L’homme et l’héritage
L’héritage de IBK ressemble à un véritable champ de ruines. Il sera plus lourd à porter sans aucun doute, plus lourd que celui de l’UDPM en 1991. Deux décennies de ‘démocratie’ à la malienne ont fait faner bien de promesses et balayé bien d’espérances. Le plus difficile à reconstruire, ce ne sera pas les ruines matérielles mais plus sûrement la débâcle humaine. La longue dérive de l’homme malien depuis le coup d’État de 1968 a atteint sous l’ère “démocratique”, le stade de la putréfaction.
Au début des années soixante, le Malien était pétri des valeurs du Soudanais, opprimé certes pendant la période coloniale, mais reconnu et respecté pour son sérieux, son intégrité morale, son goût du travail bien fait, son ardeur à la tâche, enfin et surtout pour son patriotisme.
Qu’est-il devenu?
Triste bilan, triste spectacle, triste comportement surtout au niveau des cadres et des élites politiques et sociales.
Comment a-t-il pu tomber si bas ?
Et que faire pour reconstruire ce Malien ?
Un véritable défi pour le Président nouvellement élu !
Par où commencer sur un terrain miné où tout peut exploser à tout moment ?
Il faudra du courage voire du culot mais aussi et surtout une lucidité extrême pour affronter une situation aussi complexe. On peut résumer sa tâche à deux défis majeurs et concomitants : changer à la fois le système et les hommes dont il a hérité. Il n’ya pas d’autre alternative.
Mais avant d’analyser les pistes de solutions éventuelles, examinons le contexte politique du moment.

Annotations par boîtes englobantes pour photos
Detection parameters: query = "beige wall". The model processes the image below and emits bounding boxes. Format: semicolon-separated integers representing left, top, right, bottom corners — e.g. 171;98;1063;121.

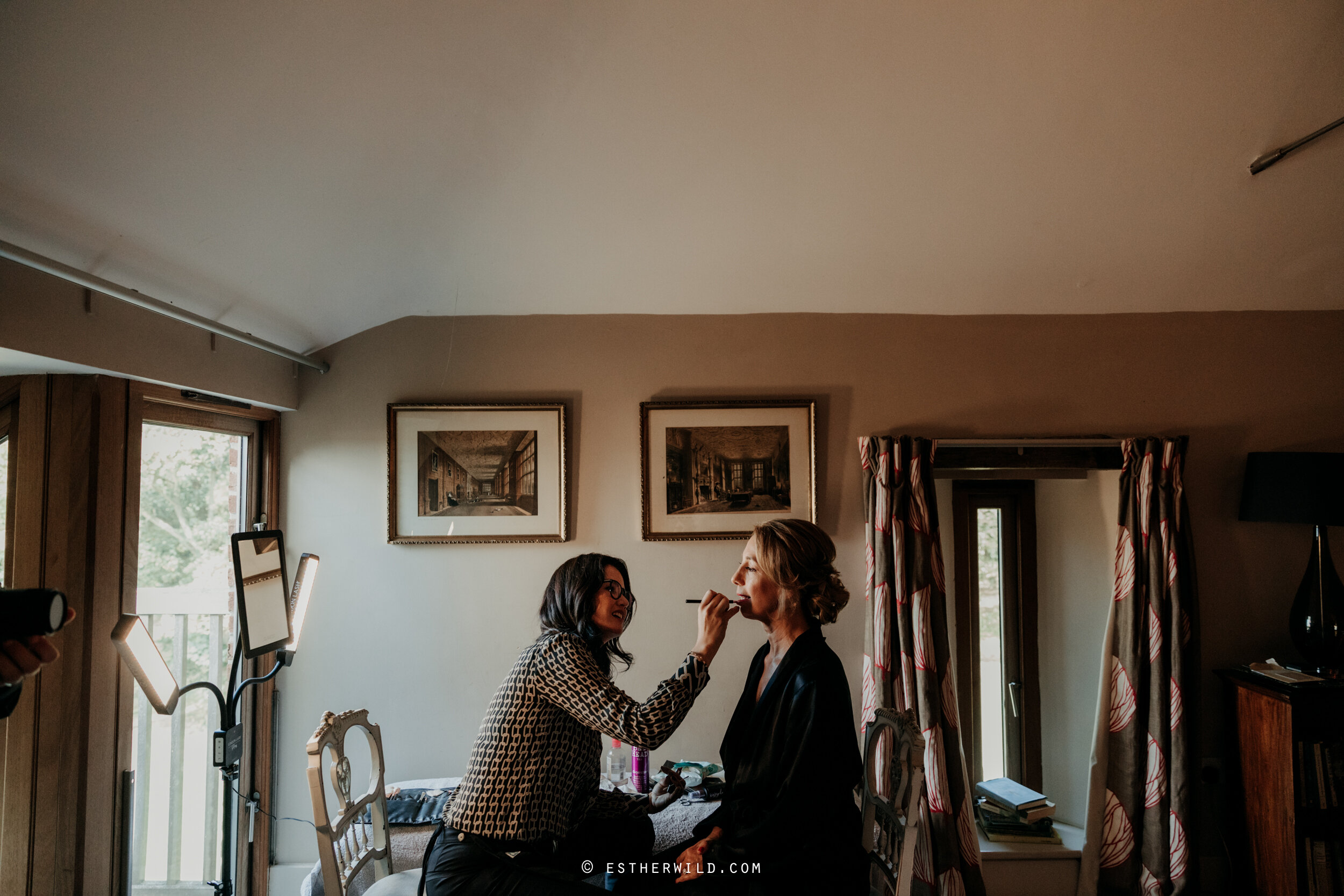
278;312;1344;861
0;258;298;408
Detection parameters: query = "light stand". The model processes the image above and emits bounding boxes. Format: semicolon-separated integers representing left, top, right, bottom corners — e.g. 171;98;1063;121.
112;550;319;896
179;638;289;896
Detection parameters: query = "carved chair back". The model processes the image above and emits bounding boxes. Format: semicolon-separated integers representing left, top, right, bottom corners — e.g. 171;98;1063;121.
308;709;392;896
863;708;925;896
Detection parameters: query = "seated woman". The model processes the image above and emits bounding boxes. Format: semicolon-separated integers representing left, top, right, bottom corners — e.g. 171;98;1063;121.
674;520;868;896
425;554;738;896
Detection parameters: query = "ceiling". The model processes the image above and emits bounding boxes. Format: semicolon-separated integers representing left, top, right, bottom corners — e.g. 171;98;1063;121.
668;426;789;461
0;0;1344;350
419;430;531;482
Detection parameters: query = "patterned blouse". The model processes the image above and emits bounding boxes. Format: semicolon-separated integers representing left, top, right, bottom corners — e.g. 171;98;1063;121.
444;632;710;842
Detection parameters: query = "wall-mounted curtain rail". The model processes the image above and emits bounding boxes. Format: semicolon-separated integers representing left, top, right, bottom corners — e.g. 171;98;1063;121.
0;239;331;374
938;438;1120;447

CONSIGNE A → Affichez le passage du texte sur l'héritage d'IBK qui va de « Et que faire » jusqu'à « politique du moment. » inclus.
CONSIGNE B → Poursuivez la rédaction du texte sur l'héritage d'IBK à partir de sa dernière phrase.

RÉPONSE ATTENDUE A →
Et que faire pour reconstruire ce Malien ?
Un véritable défi pour le Président nouvellement élu !
Par où commencer sur un terrain miné où tout peut exploser à tout moment ?
Il faudra du courage voire du culot mais aussi et surtout une lucidité extrême pour affronter une situation aussi complexe. On peut résumer sa tâche à deux défis majeurs et concomitants : changer à la fois le système et les hommes dont il a hérité. Il n’ya pas d’autre alternative.
Mais avant d’analyser les pistes de solutions éventuelles, examinons le contexte politique du moment.

RÉPONSE ATTENDUE B →
Les caméléons d’un tour à l’autre de l’élection présidentielle
L’annonce des résultats partiels lors du premier tour des dernières présidentielles par le Ministère de l’Administration territoriale avait fait souffler un vent de panique au sein des forces politiques coalisées au sein du FDR. Leur défaite électorale avait l’air d’une véritable raclée au regard des moyens financiers colossaux mobilisés et des certitudes acquises (habitudes et méthodes utilisées pour gagner les élections par le passé). La réclamation tonitruante de la démission du Ministre et de la mise en place d’une commission internationale de dépouillement des bulletins de vote traduisaient l’inquiétude de ceux qui, deux décennies durant, avaient conduit le Mali au désastre. Criant à la fraude dont ils étaient les champions au cours des élections passées, ils avaient de la peine à comprendre que le glas avait sonné pour eux, inquiets d’avoir à rendre des comptes, après leur débâcle prévisible au second tour.
L’impressionnant butin de guerre soustrait des biens publics n’y fit rien. D’où l’agressivité et la violence des propos tenus. Ce fut un coup de tonnerre dans leur ciel qu’il croyait serein depuis la mise sous tutelle du pays par la CEDEAO et l’intervention française. Sûrs du soutien des occidentaux, ils croyaient pouvoir l’emporter facilement.
La mobilisation populaire fut la première grande surprise des présentes élections, 51,5% au premier tour, selon les estimations officielles. Elle ne joua pas du tout en leur faveur, bien au contraire. Le raz de marée du second tour avec près de 78% de l’électorat en faveur de IBK les tétanisa. Incrédules, ils continuèrent à crier à la fraude, au bourrage des urnes, en accusant pêle-mêle l’appareil administratif, les militaires, les religieux et même les partenaires occidentaux dont ils se proclamaient pourtant être les disciples fort appréciés. Il a fallu de leur part de fortes pressions et de sévères mises en garde pour qu’ils se plient à la reconnaissance du bout de lèvres d’une défaite aussi cuisante. Mauvais perdants, ils continuèrent par voie de presse à parler de fraudes massives pour soulager leur amertume. Une telle attitude de leur part n’est pas surprenante.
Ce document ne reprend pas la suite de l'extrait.